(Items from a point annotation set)
━━━━━━━━━━

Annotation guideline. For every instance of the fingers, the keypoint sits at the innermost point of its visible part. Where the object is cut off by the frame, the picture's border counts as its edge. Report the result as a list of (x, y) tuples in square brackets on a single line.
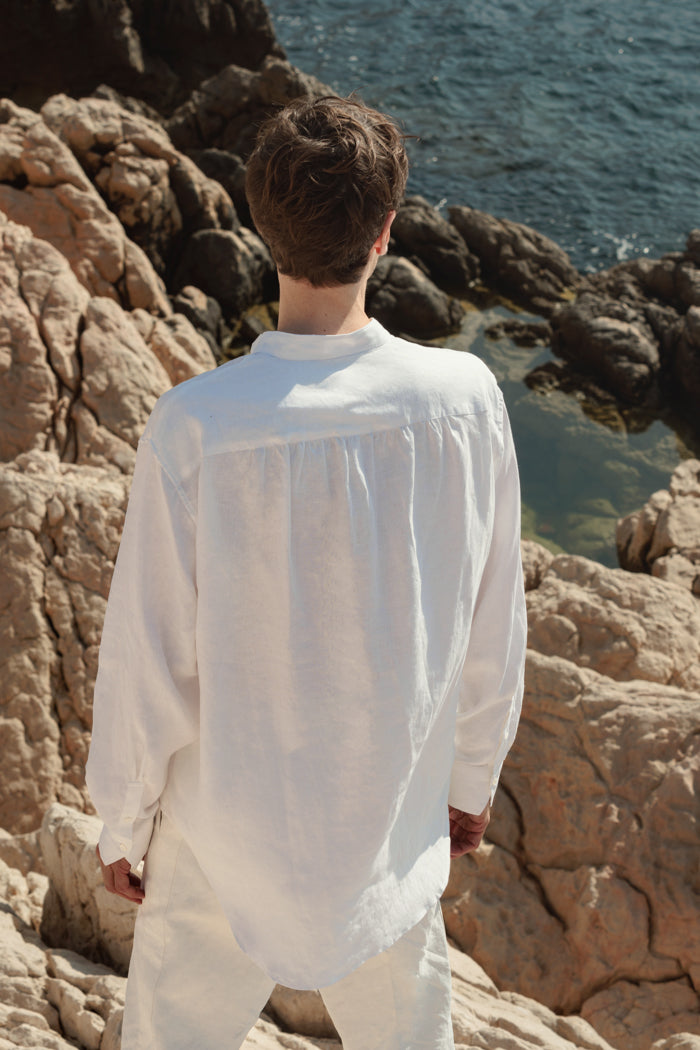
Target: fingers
[(466, 831), (120, 879)]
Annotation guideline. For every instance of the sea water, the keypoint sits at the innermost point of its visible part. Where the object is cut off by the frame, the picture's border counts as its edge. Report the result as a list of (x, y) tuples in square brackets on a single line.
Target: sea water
[(577, 117)]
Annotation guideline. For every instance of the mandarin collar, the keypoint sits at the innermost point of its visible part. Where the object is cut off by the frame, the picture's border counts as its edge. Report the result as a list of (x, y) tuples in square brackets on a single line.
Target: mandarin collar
[(321, 347)]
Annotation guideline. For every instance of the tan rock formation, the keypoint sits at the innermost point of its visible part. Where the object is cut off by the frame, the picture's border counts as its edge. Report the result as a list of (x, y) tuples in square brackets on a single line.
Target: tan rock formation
[(59, 533), (156, 193), (86, 993), (43, 186), (663, 538), (621, 625), (587, 883), (79, 912), (80, 375)]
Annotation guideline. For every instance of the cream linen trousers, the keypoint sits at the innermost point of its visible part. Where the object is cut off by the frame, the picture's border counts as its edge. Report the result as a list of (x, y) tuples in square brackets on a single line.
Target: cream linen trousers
[(191, 987)]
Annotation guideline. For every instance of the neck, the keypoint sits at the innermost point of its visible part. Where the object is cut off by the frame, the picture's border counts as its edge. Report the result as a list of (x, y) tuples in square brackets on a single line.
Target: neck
[(304, 310)]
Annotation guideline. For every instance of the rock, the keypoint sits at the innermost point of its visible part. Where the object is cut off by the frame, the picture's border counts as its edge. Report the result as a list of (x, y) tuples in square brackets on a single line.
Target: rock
[(621, 625), (24, 895), (228, 169), (42, 186), (612, 341), (636, 1014), (535, 562), (157, 51), (516, 259), (47, 993), (663, 538), (586, 882), (78, 376), (635, 329), (203, 312), (21, 852), (158, 195), (301, 1011), (402, 298), (683, 1041), (79, 912), (421, 231), (59, 533), (482, 1015), (226, 110), (233, 268), (521, 332)]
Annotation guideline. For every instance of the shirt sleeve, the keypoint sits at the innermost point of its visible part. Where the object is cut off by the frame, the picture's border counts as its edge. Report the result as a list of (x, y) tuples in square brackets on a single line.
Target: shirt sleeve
[(146, 695), (491, 686)]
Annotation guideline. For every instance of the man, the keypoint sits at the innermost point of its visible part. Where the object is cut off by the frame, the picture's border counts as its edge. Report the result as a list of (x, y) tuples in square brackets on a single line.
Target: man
[(314, 638)]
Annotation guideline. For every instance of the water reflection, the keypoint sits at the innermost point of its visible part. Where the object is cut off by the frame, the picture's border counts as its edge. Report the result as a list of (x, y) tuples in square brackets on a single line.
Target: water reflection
[(578, 475)]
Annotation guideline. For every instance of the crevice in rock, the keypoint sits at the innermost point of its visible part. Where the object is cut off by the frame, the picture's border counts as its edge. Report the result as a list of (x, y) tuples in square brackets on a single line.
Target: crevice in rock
[(541, 893)]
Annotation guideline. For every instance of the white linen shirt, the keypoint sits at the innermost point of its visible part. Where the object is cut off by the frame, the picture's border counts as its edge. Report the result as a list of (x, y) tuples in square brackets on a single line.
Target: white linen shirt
[(315, 632)]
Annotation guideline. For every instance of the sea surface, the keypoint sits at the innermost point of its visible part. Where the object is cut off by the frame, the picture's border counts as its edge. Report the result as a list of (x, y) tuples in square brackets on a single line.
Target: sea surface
[(580, 118)]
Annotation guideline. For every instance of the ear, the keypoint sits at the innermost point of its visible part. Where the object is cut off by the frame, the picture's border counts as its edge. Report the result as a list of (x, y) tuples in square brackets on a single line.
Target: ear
[(382, 243)]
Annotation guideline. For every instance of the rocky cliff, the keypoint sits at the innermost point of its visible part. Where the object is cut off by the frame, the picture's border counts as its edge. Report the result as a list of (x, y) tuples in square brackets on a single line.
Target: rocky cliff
[(127, 265)]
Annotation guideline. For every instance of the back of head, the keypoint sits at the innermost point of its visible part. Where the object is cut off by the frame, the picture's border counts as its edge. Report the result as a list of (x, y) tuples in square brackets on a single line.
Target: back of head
[(323, 176)]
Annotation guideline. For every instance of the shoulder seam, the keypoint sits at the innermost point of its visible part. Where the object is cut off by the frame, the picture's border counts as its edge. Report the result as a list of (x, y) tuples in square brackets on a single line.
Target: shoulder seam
[(177, 487)]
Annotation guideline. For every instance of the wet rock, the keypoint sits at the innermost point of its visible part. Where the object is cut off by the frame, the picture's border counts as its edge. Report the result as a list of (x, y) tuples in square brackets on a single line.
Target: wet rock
[(612, 341), (636, 330), (421, 231), (663, 538), (515, 259), (406, 301), (226, 110), (523, 333), (157, 50), (235, 269)]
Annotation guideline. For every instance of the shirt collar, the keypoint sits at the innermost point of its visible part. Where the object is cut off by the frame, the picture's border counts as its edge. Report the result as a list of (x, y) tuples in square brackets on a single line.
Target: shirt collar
[(321, 347)]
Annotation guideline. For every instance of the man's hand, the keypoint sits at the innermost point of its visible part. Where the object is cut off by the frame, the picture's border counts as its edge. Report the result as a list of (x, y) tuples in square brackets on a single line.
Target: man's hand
[(466, 831), (120, 879)]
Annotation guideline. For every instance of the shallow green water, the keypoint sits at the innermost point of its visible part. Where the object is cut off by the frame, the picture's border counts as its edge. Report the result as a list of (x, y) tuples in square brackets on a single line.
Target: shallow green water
[(577, 476)]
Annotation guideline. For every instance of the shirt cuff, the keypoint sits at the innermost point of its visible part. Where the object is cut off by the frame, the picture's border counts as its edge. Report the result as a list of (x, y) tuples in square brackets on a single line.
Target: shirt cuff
[(133, 846), (471, 786)]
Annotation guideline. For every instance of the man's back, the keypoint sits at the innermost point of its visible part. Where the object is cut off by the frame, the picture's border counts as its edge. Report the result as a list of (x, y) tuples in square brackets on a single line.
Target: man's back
[(336, 496)]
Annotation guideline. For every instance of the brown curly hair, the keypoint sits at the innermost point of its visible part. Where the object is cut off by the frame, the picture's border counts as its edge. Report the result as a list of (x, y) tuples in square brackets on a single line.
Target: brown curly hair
[(323, 176)]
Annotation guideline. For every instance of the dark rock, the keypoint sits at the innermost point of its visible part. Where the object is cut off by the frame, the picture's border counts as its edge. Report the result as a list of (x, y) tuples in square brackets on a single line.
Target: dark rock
[(693, 247), (235, 269), (230, 171), (420, 230), (153, 49), (515, 259), (686, 360), (127, 102), (612, 341), (200, 208), (203, 312), (226, 110), (406, 301), (523, 333)]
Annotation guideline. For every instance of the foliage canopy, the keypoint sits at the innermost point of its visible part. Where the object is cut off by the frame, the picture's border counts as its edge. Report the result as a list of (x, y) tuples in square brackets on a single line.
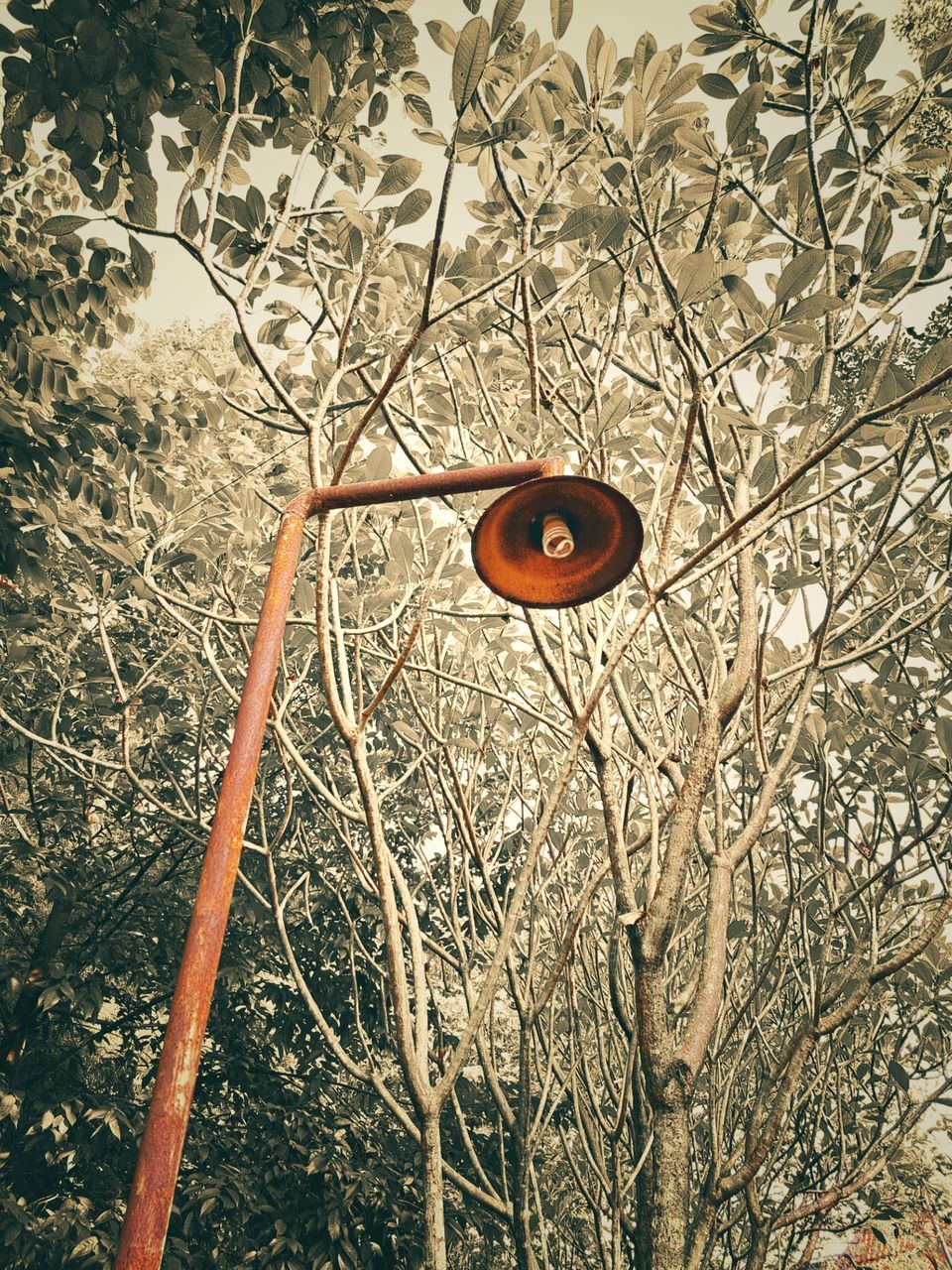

━━━━━━━━━━

Requirement. Can you rewrite all of these items as a numbered list, skipping blank lines and leaving the pictures out?

Answer to the exercise.
1. Annotation guideline. For every instance of the fingers, the keypoint sits at the innermost point of its visible part. Where the object is cut off by the frame, the picture's border counts as its edge. Report the result as a list of (x, y) tuples in square brackets on a single line.
2. Target: fingers
3. [(466, 831), (120, 879)]
4. Annotation guideline. For every instance of the sea water, the keypoint sits at the innermost point of its visible part. Where the object is cut off by the frame, the picture's border counts as its edge. Report the result as a list of (x, y) tuples in square brackets on a single line.
5. Target: sea water
6. [(577, 117)]
7. Annotation guideline. For every instance of the mandarin collar, the keypoint sits at the innermost point of its visible part. Where the object is cut off by the frame, the picture's border counts as its edge. Report the result as a list of (x, y) tuples in square brackets on a single line.
8. Target: mandarin collar
9. [(321, 347)]
10. Annotation guideline. For every instance of the tan rock formation, the keypoint sits at the innermost point of its visible part. Where the object is cut off by the frame, the picture's border counts as its edge. Report the result as a list of (x, y) tuples in square brackets on a single line.
11. Target: tan rock formation
12. [(59, 533), (156, 193), (86, 993), (43, 186), (663, 538), (621, 625), (587, 883), (79, 912), (80, 375)]
13. Annotation guideline. For every instance of the cream linen trousers, the keypoint sits at the innermost point of its visible part. Where the object is cut off by the frame, the picture's border counts as its edge. Report the result as a list of (x, y) tuples in square brackets on a single line.
14. Target: cream linen trousers
15. [(191, 987)]
16. Annotation guideline. For every instance of the neck, the keypoint sits at the innermost point of its visible part. Where the object is cut off by the frame, the picture's border counts as its edge. Report the result as a list of (x, y) tuples in square brackets on a single line.
17. Target: neck
18. [(304, 310)]
19. Annotation guideline. For every instance of the rock, the keypoint sits at the innermost point of its visible part. Where the object is cut off by the frame, the picture's border counts as its edge. Report the result as a list of (x, y) tuples in square brackets on a single line.
20. Target: rock
21. [(621, 625), (24, 895), (228, 169), (42, 186), (612, 341), (636, 1014), (535, 562), (157, 51), (516, 259), (47, 993), (663, 538), (586, 882), (78, 376), (635, 329), (203, 312), (21, 852), (158, 195), (301, 1011), (402, 298), (683, 1041), (79, 912), (421, 231), (59, 533), (482, 1015), (226, 110), (233, 268), (521, 332)]
22. Annotation guideline. For every instance of the shirt sleeve, the keypoint sits at the innermost point of its visible part. Where the object is cut off by the frame, the picture's border counts as its edge. Report the result as a list of (x, y) tuples in square brackets on a single line.
23. Target: shirt sleeve
24. [(146, 695), (491, 686)]
25. Annotation guideline. For every instance of the man, the keypoint sits at the innermost point of its visible part. Where the object is cut off by the frame, the picture's border counts as its edge. Report the result as a list of (x, y) tuples in square brackets on a single line.
26. Target: man
27. [(314, 638)]
28. Annotation guideline. For every instance of the water reflection, the keypoint sits at the innermost point of its visible part. Where the object is cut off by the frame, the picture's border counts as its edge. Report the result as a list of (x, y) tuples in square brackets on a single line.
29. Target: water reflection
30. [(578, 475)]
31. Annotation guideline. For every instance of the crevice in rock, the keypoint sits at the innermost point of its visible part. Where the object is cut off by the frame, the picture's border counts as its edge. Report the result as a list of (x, y) tuples in square brackets on a single line.
32. Target: crevice in rock
33. [(541, 893)]
34. Annotation guideline. For every instance of the white linen shirt, the keypoint sits at the innermost point of its visible part. Where the object is cut off by the frame, the picture's border counts as its edge. Report the result as a list of (x, y) tuples in square brackets on a single line.
35. Target: white linen shirt
36. [(315, 632)]
37. Annotation guideline. For every instance of the sea surface, the keypoint sits at the innermost point of its visible part. Where the object is cut off by the frame, the picture's border counts as its edge. Report the result as a list of (x, y) tuples in square brackets on a single line.
38. Target: sea surface
39. [(580, 118)]
40. Annotation guideline. For every instance of the ear, the keypoint sits at the innermost point of its visible part. Where the object is cut off by the frame, the picture's border counts as its edge. Report the result as a list of (x, y) tuples in square brackets on a single line.
41. Target: ear
42. [(382, 243)]
43. Annotation guideline. For every instance of the rocky cliff, the keypoint sits at the innermost point of its visible part. Where the object is cut off by the frame, the picture's border counts as its edge. Report the result as a list of (x, y) tuples in square brackets on a single line.
44. Target: rocky cliff
45. [(127, 265)]
46. Annotation guideline. For every instance of the back of head, the keypoint sits at the innermost point of its visible part. Where the object is cut off by the frame, the picture's border counts as its edge. Report the result as a list of (x, y) tuples in square brackets on a single line.
47. Target: back of head
48. [(323, 176)]
49. Annotation guideline. For every instance of the shoulder seam, the keypoint sits at the innermost point of its visible part. Where the object is cut off by the frame, the picture's border counts as its edge. Report the result as a list of (x, y) tuples in square brackets on a single line.
50. Target: shoulder seam
51. [(177, 487)]
52. Annotation guideline. For every instance of the wet rock, the keypoint sits at the innermost point of its visible part. Where the object is cut off by the frame, the picture's border counts as its edge. Report the result as a list of (x, y) tuples in square brackets on a single line.
53. Target: wet rock
54. [(612, 341), (636, 330), (421, 231), (663, 538), (515, 259), (406, 301), (226, 110), (523, 333), (157, 50), (235, 269)]
55. Annotation guideline. For every instance of the shirt collar, the keypoint sits at the innermost point of its visible part. Where the object is cut off by the frame, the picture's border counts as its edge. Report the result as a list of (x, y) tuples in square brackets on a single line.
56. Target: shirt collar
57. [(321, 347)]
58. Annotation guideline. For every instance of the man's hand, the keypoint sits at the innermost point of its visible part. Where the object is cut off by the frame, the picture's border counts as its edge. Report the result as a list of (x, y) tuples in square brackets on a single line.
59. Target: man's hand
60. [(466, 831), (120, 879)]
61. Annotation guideline. For every instance of the shallow green water, the keypoint sits at the innermost point of its visible part. Where the object is cut off by the frame, the picture's border counts as its edge. Report the result as a list of (x, y) tuples in square brackets on a single line.
62. Target: shallow green water
63. [(577, 476)]
64. Annotation guideline. For every instance of the shirt cuff, the keypoint sits at the innermost point of its visible part. Where the object is cut off by the frame, the picture's border counts as its edge. Report the result as a list of (x, y) tuples in square brackets on a single line.
65. Target: shirt cuff
66. [(133, 846), (471, 786)]
67. Annotation guideline. For every instance of the man's back, the keypoint sits at the innermost point of its visible part. Where the object is cut off by the frame, the picture's border counts as its edge. Report the result as a list of (x, y) tuples in square brackets on a single line.
68. Target: man's back
69. [(336, 496)]
70. Annotation guideline. For every instance of the brown curly hair, the keypoint sits at the innermost point of its visible part. Where the object is cut off by the frame, the picture's border counts as its edge. Report the result as a list of (x, y) tuples in square brackets on a single line.
71. Target: brown curly hair
72. [(323, 176)]
73. Annotation guideline. For every instance of the dark rock, the keypoint sits at the innermost point of its visible part. Where the object is cut off by the frame, the picture's border counts as its edge. Report the result as a list of (x, y) tuples in square brackets on a single line.
74. Target: dark rock
75. [(693, 247), (235, 269), (230, 171), (420, 230), (153, 49), (515, 259), (686, 360), (127, 102), (612, 341), (200, 208), (203, 312), (226, 110), (406, 301), (523, 333)]
76. Annotation guideline. For every instance of the foliage canopy, the keypoint sits at the innermost point of its visible part. Where the object is cut off by the frame, the picture's border counts as its edge. Report the result as a list of (x, y) tuples in square brackets on a single line.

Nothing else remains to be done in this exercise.